- **Tarefa 1**
Liste todas as referências bíblicas citadas no texto sobre a cronologia do Evangelho de João.
- **Tarefa 2**
Segundo o texto sobre a cronologia do Evangelho de João, qual é a diferença de tempo entre as festas da páscoa e dos tabernáculos?
- **Tarefa 3**
Continue o texto sobre a cronologia do Evangelho de João a partir da última frase exibida.

- **Texto exibido**
###

Então Maria, tomando um arrátel de ungüento de nardo puro, de muito preço, ungiu os pés de Jesus, e enxugou-lhe os pés com os seus cabelos; e encheu-se a casa do cheiro do ungüento”
João 12:1-3
Maria ungiu Jesus quando?
Antes de Lázaro morrer | Depois que Lázaro morreu |
Estava, porém, enfermo um certo Lázaro, de betânia, aldeia de Maria e de sua irmã Marta. E Maria era aquela que tinha ungido o Senhor com ungüento, e lhe tinha enxugado os pés com os seus cabelos, cujo irmão Lázaro estava enfermo. Mandaram-lhe, pois, suas irmãs dizer: Senhor, eis que está enfermo aquele que tu amas. | Foi, pois, Jesus seis dias antes da páscoa a betânia, onde estava Lázaro, o que falecera, e a quem ressuscitara dentre os mortos. Fizeram-lhe, pois, ali uma ceia, e Marta servia, e Lázaro era um dos que estavam à mesa com ele. Então Maria, tomando um arrátel de ungüento de nardo puro, de muito preço, ungiu os pés de Jesus, e enxugou-lhe os pés com os seus cabelos; e encheu-se a casa do cheiro do ungüento.
|
Salto cronológico
“E depois disto Jesus andava pela Galiléia, e já não queria andar pela Judéia, pois os judeus procuravam matá-lo. E estava próxima a festa dos judeus, a dos tabernáculos”
João 7:1,2
O capítulo parece ser uma continuidade do capítulo 6, porque ele menciona que os judeus queriam mata-lo. Mas no capítulo seis estava próximo da páscoa:
“E a páscoa, a festa dos judeus, estava próxima”
João 6:4
Há uma diferença de meses entre as festas da páscoa e dos tabernáculos.
Outro salto cronológico
“E em Jerusalém havia a festa da dedicação, e era inverno. E Jesus andava passeando no templo, no alpendre de Salomão”

###

- **Trechos de dados**

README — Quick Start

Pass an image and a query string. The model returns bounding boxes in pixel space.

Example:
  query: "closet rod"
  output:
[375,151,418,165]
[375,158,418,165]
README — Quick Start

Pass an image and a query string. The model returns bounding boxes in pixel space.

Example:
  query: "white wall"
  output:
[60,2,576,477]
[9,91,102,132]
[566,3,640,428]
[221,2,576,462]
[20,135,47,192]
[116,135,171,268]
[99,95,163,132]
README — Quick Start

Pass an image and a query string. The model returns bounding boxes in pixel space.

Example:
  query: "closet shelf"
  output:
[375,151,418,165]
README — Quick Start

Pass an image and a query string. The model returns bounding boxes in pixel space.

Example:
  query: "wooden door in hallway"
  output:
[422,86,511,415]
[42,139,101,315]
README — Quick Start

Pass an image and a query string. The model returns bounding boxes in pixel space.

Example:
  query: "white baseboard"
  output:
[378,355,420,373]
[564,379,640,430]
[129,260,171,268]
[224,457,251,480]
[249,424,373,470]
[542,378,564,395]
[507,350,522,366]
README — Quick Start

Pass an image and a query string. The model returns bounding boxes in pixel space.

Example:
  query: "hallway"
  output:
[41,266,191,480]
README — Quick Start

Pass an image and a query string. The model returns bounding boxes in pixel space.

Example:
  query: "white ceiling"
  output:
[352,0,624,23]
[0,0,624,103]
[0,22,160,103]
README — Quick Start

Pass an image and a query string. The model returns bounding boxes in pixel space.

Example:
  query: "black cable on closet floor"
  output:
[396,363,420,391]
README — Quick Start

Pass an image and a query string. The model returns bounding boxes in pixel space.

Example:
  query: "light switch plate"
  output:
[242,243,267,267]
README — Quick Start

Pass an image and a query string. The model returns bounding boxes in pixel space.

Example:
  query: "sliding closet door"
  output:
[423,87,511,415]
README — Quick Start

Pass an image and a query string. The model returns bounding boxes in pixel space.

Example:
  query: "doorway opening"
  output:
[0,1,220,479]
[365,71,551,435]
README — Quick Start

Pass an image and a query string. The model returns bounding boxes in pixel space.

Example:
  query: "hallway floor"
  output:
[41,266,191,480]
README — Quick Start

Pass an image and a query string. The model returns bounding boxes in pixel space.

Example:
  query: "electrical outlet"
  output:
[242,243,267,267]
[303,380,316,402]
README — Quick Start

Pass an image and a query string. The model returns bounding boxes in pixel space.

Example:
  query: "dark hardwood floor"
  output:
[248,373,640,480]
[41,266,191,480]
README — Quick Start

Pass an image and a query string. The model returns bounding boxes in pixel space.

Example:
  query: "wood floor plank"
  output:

###

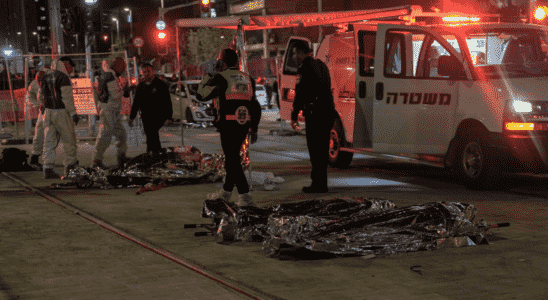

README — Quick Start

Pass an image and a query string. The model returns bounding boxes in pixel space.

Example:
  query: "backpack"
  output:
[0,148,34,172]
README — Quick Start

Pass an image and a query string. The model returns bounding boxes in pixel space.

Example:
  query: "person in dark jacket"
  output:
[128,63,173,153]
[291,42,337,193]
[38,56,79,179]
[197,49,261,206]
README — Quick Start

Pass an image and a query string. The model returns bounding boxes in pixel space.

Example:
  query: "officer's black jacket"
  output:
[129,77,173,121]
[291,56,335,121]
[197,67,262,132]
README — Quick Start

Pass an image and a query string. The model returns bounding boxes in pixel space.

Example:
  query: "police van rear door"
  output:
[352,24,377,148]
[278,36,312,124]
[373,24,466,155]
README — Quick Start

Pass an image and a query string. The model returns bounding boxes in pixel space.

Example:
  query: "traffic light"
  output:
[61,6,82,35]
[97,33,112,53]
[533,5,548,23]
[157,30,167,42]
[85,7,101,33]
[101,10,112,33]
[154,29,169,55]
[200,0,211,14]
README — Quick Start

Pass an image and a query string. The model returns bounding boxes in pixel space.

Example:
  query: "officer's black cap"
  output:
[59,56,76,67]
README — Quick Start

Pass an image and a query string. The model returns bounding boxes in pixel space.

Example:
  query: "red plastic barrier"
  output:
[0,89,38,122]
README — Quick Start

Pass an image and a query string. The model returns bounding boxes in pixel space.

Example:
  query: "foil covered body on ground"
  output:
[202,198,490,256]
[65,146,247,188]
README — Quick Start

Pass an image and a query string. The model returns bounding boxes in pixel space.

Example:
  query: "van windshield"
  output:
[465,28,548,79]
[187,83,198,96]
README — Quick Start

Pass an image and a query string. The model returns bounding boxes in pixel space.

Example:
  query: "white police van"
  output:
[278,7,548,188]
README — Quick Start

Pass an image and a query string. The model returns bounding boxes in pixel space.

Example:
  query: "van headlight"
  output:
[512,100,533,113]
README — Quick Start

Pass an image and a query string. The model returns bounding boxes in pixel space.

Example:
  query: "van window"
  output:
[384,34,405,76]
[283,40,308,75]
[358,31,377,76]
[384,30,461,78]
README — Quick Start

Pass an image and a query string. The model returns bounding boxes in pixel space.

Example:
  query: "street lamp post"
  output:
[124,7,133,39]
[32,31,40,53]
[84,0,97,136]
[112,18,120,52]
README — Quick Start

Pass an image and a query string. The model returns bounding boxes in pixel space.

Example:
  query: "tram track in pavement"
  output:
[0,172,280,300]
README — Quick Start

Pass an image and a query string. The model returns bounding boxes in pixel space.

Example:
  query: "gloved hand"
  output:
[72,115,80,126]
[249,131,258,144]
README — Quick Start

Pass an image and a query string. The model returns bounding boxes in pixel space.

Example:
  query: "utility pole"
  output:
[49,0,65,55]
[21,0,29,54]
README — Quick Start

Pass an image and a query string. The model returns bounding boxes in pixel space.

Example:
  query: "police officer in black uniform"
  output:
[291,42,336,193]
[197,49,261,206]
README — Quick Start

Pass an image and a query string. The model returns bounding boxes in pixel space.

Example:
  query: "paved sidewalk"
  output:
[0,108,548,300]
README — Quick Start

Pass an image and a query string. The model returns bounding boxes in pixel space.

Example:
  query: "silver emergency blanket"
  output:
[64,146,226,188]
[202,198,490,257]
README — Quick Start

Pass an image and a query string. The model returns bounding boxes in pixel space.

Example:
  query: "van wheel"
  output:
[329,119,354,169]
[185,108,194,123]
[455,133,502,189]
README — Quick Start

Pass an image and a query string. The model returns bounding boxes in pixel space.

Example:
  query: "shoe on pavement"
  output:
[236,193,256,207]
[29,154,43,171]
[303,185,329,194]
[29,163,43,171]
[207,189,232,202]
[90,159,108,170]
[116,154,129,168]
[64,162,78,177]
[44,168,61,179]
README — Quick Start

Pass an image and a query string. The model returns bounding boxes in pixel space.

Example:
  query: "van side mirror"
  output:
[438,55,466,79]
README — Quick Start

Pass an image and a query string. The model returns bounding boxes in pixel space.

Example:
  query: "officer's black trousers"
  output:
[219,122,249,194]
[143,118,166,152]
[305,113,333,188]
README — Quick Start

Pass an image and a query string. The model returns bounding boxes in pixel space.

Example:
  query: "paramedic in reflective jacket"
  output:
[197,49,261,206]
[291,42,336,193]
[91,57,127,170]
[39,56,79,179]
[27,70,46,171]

###

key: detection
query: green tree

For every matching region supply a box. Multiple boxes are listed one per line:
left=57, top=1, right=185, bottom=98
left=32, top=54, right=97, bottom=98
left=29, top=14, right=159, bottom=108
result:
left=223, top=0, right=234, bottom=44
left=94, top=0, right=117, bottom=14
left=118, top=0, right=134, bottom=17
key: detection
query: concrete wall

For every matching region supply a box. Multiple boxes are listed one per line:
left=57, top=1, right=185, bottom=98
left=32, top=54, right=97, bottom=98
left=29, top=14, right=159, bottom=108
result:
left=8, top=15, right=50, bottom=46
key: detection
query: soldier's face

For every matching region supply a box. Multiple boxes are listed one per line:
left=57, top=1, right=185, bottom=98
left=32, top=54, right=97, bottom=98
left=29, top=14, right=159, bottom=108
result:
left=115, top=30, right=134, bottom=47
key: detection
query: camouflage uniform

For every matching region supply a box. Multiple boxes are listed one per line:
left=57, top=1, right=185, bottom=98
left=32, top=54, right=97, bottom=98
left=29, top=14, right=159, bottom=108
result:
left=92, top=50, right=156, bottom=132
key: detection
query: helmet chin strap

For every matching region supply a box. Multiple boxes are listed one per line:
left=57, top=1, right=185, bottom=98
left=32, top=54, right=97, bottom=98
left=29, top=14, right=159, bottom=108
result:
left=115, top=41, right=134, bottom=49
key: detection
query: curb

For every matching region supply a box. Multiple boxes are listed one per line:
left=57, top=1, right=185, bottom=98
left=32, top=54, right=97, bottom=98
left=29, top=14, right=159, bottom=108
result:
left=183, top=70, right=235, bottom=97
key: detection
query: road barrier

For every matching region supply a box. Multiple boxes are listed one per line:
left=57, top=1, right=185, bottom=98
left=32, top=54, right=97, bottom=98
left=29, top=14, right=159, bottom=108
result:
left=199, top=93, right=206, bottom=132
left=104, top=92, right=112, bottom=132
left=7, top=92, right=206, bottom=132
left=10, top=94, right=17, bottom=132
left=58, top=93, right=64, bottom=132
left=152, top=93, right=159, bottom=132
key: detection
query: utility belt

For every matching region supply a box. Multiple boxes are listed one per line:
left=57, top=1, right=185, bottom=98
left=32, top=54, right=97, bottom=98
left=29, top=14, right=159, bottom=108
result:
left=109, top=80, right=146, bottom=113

###

- **Resposta escrita 1**
João 12:1-3
João 7:1,2
João 6:4

- **Resposta escrita 2**
Há uma diferença de meses entre as duas festas.

- **Resposta escrita 3**
João 10:22,23
Se alisarmos as festas estabelecidas por Deus em sua Lei (Lv 23) não encontraremos nenhuma festa chamada dedicação e muito menos encontraremos qualquer festa estabelecida durante o período do inverno.
Sendo assim, ao que João está se referindo?
No dia 25 do mês de Dezembro, correspondente naquela ocasião ao dia 25 do mês hebraico de Kislev, os gregos profanaram o altar do Templo em Jerusalém, ergueram uma estatua do Deus Júpiter em homenagem ao seu suposto nascimento nesta data e sacrificaram porcos no altar de sacrifício.
A partir daí determinou que todo dia 25 de cada mês, todos os judeus deveriam participar de todo tipo de abominação relacionado ao culto e adoração a falsos deuses como Dionísio e Baco, sendo condenado a morte todo aquele que se recusasse a fazê-lo.
Exatamente 3 anos após o Templo ter sido profanado, no mesmo dia e mês, Judas Macabeus e seus companheiros, após expulsarem o exercito grego de Israel, purificaram o Templo de todas as abominações que ali foram cometidas e re-dedicaram o altar ao Senhor.
Ficou então determinado que durante 8 dias, a partir do dia 25 do Mês hebraico de Kislev (Novembro/Dezembro), inverno em Israel, o dia da re-dedicação do Templo e do altar, essa vitória milagrosa sobre o exercito grego seria lembrada na festa da Dedicação, também conhecida como a Festa das luzes, Hanukkah.
O evangelho de João é quase todo situado na proximidade da páscoa, mas as vezes ele dá saltos cronológicos que destoam da narrativa.
E a páscoa, a festa dos judeus, estava próxima.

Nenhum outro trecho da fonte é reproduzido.